• Reading passage:
Russian Christmas Music by Alfred Reed

So I’m much later than I’d planned for this post, because 1) I’m a musician and it’s

Russian church in the snow

Russian church in the snow. Photo by tpsdave (via pixabay)

December, one of my busiest months, and 2) I couldn’t decide which piece to discuss. Then I realized it would be silly not to talk about Russian Christmas Music by Alfred Reed, one of the staples of band literature.

I’ve talked about Alfred Reed before, but since his works are so embedded in concert bands everywhere (and I’m such a band geek), it’s inevitable that I would feature another piece of his on the blog. Russian Christmas Music was originally composed in 1944; however, it underwent some revisions before arriving at the published work (1968) that’s still played today.

Before getting into the piece, I want to share the carol that provides the thematic basis for the piece (you can find the sheet music at IMSLP):

 

Now, on to the piece!

 

While Russian Christmas Music is performed as one continual piece, there are four distinct sections.

Children’s Carol (beginning-3:04)

We start rather solemnly, with a sustained low note and a slowly repeated chime. It sounds like a call to Mass. Then we hear carol singing from the clarinet section. It is slow and haunting, a beautiful lush sound. We’re joined by other instruments as the song continues into its next part (the lyrics talk about the “shaggy pony, shaggy oxen,” 1:12). There’s some call and answer between woodwind and brass.

We add another layer of voices at 1:36, continuing to build in volume and range, until we hit a beautiful major chord at 1:54. The chime and low drone renew their presence, bringing us back down to our previous somber tone.

The clarinet choir begins its theme again (2:06), but does not play it through entirely. The brass join in at 2:30 with a hymn-like chord progression. The woodwinds answer at 2:47, their line reminiscent of choral amen responses still heard in some churches today.

Antiphonal Chant (3:05-6:46)

The percussion lead us into the next section of the piece with a crescendo. At 3:08, the trombones initiate the chant, with a response from the woodwinds at 3:16. “Antiphonal” traditionally means something is sung (or played, in this case) back and forth between two groups. The trombones again lead the chant at 3:28, but this time the other brass join in for the answer (3:37). The brass continue with some long chords that serve as a transition into the next theme of the chant.

• Problem description:
Continue the blog post on Alfred Reed's Russian Christmas Music from where it stops.

• Information supplied:
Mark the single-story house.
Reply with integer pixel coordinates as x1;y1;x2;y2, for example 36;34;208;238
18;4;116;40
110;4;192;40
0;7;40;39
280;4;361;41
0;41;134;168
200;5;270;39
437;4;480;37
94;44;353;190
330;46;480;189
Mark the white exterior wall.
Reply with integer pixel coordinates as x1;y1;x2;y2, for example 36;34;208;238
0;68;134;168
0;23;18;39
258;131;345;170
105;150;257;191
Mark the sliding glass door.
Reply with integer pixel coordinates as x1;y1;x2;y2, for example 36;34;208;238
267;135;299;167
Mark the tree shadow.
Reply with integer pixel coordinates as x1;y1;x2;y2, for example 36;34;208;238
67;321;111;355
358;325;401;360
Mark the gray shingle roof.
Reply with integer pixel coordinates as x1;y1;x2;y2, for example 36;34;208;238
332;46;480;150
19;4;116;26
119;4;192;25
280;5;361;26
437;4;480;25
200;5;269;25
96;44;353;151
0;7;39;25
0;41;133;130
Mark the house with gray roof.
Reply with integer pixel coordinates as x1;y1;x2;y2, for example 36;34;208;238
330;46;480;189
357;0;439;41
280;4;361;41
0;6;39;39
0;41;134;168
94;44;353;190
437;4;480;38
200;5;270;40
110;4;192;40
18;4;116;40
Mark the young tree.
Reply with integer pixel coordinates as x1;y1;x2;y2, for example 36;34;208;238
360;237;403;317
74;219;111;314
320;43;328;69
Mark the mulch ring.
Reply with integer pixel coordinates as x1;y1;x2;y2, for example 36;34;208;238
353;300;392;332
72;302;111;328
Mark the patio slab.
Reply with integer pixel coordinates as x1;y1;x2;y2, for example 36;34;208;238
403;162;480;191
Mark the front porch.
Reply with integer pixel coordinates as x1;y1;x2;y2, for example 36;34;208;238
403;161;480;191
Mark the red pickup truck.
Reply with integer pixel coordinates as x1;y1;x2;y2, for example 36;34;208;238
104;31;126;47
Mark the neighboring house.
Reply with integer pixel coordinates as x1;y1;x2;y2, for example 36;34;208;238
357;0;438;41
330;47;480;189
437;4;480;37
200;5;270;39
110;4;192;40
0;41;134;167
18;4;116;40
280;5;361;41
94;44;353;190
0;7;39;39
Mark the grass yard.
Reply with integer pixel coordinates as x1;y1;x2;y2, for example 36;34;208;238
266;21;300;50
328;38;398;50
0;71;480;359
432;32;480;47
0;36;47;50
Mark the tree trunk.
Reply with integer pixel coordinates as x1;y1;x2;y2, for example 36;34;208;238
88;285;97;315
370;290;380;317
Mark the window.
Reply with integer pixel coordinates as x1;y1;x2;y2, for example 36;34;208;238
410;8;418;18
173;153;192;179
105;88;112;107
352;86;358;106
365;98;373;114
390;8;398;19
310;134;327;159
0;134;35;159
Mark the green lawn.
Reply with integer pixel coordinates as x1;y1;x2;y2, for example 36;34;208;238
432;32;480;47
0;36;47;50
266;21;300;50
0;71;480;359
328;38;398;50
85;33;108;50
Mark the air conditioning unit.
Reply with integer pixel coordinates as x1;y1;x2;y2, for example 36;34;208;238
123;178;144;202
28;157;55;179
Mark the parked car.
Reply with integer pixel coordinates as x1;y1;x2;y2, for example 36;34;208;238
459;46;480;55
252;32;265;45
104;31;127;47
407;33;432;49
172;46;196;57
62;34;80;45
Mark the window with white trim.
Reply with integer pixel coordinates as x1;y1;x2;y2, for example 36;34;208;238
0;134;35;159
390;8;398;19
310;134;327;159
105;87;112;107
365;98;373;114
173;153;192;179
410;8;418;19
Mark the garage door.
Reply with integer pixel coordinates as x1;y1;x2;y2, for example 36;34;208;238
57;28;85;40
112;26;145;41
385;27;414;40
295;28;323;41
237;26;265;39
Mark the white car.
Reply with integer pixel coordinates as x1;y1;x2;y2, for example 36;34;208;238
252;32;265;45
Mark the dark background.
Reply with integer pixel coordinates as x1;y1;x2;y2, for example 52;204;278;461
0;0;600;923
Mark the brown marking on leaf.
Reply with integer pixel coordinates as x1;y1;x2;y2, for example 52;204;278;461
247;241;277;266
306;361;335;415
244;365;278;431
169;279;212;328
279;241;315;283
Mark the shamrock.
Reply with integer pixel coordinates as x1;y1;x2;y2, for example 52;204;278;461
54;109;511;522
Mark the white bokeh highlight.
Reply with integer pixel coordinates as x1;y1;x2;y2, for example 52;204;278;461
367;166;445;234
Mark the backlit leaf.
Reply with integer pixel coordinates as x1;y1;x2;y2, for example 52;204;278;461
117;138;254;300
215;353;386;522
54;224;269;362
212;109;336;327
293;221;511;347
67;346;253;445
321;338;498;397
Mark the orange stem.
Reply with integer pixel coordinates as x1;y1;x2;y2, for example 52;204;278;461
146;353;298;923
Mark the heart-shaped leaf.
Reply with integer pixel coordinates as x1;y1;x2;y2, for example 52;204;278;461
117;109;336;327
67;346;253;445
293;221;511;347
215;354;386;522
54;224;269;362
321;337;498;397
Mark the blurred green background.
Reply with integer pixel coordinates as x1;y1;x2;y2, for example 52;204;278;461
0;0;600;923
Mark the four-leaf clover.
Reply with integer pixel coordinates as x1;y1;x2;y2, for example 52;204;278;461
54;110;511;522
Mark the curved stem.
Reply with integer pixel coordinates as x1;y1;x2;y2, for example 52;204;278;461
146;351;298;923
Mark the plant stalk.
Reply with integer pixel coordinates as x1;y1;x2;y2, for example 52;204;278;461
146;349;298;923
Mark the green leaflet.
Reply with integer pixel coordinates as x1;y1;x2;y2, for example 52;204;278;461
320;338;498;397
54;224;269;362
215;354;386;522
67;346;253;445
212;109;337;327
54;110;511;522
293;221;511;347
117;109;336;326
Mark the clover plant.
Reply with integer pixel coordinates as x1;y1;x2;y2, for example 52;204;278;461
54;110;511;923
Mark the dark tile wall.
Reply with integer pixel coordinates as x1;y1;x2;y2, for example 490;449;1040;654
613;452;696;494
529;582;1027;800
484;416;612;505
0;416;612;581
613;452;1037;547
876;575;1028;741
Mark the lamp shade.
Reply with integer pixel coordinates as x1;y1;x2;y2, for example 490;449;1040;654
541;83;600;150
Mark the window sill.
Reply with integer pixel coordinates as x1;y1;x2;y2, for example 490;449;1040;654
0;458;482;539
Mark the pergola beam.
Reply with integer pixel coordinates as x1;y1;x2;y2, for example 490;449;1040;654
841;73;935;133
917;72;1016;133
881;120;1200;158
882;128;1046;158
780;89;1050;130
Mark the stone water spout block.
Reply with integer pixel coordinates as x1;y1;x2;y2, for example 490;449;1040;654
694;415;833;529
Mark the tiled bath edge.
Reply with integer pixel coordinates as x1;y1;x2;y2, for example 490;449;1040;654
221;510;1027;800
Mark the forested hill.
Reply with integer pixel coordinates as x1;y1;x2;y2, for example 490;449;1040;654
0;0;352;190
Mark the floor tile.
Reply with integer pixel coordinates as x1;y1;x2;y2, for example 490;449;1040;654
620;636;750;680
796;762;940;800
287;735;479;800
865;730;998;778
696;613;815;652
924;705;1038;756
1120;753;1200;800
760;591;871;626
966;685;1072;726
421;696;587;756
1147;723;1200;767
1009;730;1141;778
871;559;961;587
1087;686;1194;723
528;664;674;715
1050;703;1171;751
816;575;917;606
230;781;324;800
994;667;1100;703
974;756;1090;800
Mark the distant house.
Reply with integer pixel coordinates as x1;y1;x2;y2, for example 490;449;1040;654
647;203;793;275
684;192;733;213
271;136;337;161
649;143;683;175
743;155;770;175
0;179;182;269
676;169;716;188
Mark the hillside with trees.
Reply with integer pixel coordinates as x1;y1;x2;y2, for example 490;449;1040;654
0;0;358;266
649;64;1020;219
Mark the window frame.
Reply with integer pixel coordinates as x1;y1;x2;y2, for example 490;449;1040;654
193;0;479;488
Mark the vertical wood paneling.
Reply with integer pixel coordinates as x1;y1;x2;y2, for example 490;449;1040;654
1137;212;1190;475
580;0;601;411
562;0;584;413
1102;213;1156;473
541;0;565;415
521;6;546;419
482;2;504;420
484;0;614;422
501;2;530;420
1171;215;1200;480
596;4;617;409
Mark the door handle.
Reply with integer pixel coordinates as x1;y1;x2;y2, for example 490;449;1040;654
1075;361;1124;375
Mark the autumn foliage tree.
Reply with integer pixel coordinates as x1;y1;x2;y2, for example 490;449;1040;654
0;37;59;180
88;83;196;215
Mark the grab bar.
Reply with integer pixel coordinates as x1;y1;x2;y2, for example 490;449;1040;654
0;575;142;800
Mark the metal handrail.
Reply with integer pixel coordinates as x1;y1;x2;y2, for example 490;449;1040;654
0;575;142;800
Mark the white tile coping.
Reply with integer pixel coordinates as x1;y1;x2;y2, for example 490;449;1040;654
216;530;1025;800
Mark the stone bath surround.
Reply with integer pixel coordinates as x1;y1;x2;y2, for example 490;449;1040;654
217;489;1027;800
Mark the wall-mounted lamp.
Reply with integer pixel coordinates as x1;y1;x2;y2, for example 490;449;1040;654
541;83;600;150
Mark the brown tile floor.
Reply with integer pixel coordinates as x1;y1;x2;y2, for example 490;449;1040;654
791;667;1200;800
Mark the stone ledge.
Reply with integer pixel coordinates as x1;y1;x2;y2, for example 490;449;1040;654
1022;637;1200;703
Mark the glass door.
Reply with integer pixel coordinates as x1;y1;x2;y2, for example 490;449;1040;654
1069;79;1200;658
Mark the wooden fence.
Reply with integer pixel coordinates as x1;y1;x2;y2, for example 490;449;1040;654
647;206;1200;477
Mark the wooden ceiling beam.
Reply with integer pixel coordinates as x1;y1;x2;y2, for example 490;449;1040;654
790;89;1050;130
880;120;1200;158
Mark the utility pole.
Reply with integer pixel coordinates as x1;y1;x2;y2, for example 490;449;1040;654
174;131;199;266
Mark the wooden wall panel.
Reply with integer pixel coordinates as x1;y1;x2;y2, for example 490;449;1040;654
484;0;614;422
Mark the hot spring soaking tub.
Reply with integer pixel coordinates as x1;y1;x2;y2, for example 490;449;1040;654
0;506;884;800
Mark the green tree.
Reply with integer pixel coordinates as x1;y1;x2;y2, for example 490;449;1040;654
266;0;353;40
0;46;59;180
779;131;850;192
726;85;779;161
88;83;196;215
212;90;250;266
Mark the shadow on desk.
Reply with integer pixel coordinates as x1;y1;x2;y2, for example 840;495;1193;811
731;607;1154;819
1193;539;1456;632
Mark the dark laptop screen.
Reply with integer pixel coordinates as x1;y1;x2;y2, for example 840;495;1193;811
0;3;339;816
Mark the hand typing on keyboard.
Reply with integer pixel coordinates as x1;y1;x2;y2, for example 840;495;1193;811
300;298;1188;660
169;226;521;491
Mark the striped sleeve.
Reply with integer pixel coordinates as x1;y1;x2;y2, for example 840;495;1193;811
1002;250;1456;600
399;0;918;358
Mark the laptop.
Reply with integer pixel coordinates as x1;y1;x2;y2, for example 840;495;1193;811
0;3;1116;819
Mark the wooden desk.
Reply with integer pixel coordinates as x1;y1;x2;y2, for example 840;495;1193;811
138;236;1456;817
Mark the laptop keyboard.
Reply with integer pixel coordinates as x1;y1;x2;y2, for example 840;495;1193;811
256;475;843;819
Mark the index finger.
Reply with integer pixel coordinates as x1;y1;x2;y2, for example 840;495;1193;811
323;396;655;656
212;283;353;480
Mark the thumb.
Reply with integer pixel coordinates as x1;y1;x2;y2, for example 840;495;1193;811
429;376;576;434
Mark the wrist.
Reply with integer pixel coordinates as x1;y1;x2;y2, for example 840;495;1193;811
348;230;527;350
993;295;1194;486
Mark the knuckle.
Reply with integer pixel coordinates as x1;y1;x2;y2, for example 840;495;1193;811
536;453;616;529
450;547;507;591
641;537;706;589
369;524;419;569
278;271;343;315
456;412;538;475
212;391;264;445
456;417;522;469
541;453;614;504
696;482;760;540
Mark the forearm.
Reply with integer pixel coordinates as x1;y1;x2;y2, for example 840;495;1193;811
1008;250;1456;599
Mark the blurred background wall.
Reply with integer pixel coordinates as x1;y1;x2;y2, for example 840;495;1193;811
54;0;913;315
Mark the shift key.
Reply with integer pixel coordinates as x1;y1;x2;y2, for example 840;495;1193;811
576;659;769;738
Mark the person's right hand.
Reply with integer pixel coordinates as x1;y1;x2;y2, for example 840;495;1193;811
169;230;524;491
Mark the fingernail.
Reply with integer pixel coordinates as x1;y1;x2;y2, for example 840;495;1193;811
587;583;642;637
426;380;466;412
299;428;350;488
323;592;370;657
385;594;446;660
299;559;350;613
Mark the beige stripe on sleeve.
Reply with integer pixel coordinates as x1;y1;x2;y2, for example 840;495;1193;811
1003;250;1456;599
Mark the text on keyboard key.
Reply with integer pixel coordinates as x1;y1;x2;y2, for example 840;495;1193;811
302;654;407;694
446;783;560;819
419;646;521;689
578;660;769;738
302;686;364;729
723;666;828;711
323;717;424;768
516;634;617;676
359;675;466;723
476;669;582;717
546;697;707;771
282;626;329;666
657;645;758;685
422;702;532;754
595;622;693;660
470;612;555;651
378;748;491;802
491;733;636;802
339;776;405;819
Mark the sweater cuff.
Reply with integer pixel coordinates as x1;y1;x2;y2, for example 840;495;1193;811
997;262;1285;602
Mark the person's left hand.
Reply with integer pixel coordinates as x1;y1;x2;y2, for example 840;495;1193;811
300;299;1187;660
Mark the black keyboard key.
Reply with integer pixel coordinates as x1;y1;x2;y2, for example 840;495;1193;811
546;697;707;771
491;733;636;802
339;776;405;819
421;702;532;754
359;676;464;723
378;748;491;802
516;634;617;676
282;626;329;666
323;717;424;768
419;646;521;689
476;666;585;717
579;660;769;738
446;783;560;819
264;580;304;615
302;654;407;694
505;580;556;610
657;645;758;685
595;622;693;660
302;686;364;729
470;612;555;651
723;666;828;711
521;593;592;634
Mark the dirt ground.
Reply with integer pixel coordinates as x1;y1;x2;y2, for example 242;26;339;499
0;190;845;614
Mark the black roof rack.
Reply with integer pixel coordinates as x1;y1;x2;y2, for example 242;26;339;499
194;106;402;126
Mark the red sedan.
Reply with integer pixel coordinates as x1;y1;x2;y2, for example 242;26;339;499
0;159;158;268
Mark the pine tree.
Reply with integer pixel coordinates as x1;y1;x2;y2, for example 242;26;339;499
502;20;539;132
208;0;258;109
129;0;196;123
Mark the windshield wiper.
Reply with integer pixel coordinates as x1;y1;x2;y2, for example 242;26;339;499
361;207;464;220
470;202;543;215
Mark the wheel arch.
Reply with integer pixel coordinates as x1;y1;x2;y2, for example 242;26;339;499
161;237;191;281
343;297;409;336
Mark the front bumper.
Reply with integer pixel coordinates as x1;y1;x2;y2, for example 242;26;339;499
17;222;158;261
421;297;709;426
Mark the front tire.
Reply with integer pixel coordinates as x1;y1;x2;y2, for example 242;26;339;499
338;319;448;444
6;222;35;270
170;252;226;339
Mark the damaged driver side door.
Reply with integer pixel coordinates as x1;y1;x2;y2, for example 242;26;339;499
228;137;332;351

• Output for this task:
At 3:58, the clarinets play a more upbeat chant, with other instruments adding to it in layers, creating a short fugue as it builds. The brass come in triumphantly at 4:10, starting with the clarinet chant theme, then switching to the trombones’ chant theme (4:16).

The woodwinds come in with the fast chant at 4:30, with the brass punctuating each phrase. There’s a whirlwind of sound, culminating in a tense chord (with a run of woodwinds in the background), a cymbal crash, then a single pitch from the lower brass. The revelry dies down into a more subdued manner, with the clarinets playing a descending line that makes it feel like they’re lowering down piously onto bended knee (4:50).

The English horn enters at 5:05 with a gorgeous solo. Seriously, these are the types of lines this instrument was made for. Listen closely to this melody, as it will come back later in the piece. The English horn finishes its statement, and the flutes and oboes bring back a bit of the liveliness (5:37) without overdoing it. There’s a horn call, and the clarinets come back in with another pious statement (5:44).

At 5:57, the English horn comes back in with another lovely melody. The upper winds again enter with their dance, this time joined by the clarinet line we heard earlier at 4:50. Another horn call finishes the antiphonal chant section and prepares us for the village song.

Village Song (6:47-10:09)

Once again, the clarinets are featured as they provide the initial theme of the Village Song (I swear that’s not the only reason I like this piece!) This time, however, there’s a wonderful string bass pizzicato line underneath the rich, smooth chords of the clarinet choir. This section has a folk song feel to it, though I don’t believe it was taken from an existing melody like the Children’s Carol. This section is in 6/4 (six beats per measure with the quarter note as the beat).

At 7:20, more instruments come in, creating a very organ-like sonority. Notice that despite the added voices, the volume has not increased much. The instrumentation is reduced again at 7:28, but the oboe remains with the clarinet choir and bells take over for the string bass. We have one more round of fuller orchestration (7:37) followed by the oboe and bell feature (7:44).

One small horn call at 7:51 leads into the second verse, so to speak, of the Village Song. Reed continues to alter the orchestration of each phrase. The oboe run at 8:23 signals a turn into new territory. We hear some slight changes to the melody, with some additional ornamentation in the horn at 8:27 and 8:31. We still hear some familiar sounds until 8:42, when he introduces a new note (A♭, when we’ve largely been in the key of G minor here). It’s repeated at 8:46 and 8:50, reinforcing that something is different. The phrase winds down, ending in a lovely major chord (9:01). There’s one more horn call, then the pious clarinet phrase from the antiphonal chant.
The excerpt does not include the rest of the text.